[START OF DATA FOR THIS EXERCISE]
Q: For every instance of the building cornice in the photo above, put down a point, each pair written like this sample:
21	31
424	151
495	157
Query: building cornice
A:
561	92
[END OF DATA FOR THIS EXERCISE]
- _THE EXERCISE_:
Convert the listing above into a JSON list of strings with one string per line, omitting blank lines.

- _RESULT FOR THIS EXERCISE_:
[
  "Q: For every instance of the building cornice in the photo above, put down a point, each pair written like this sample:",
  "21\t31",
  "424\t151",
  "495\t157",
  "Query: building cornice",
  "A:",
  "561\t92"
]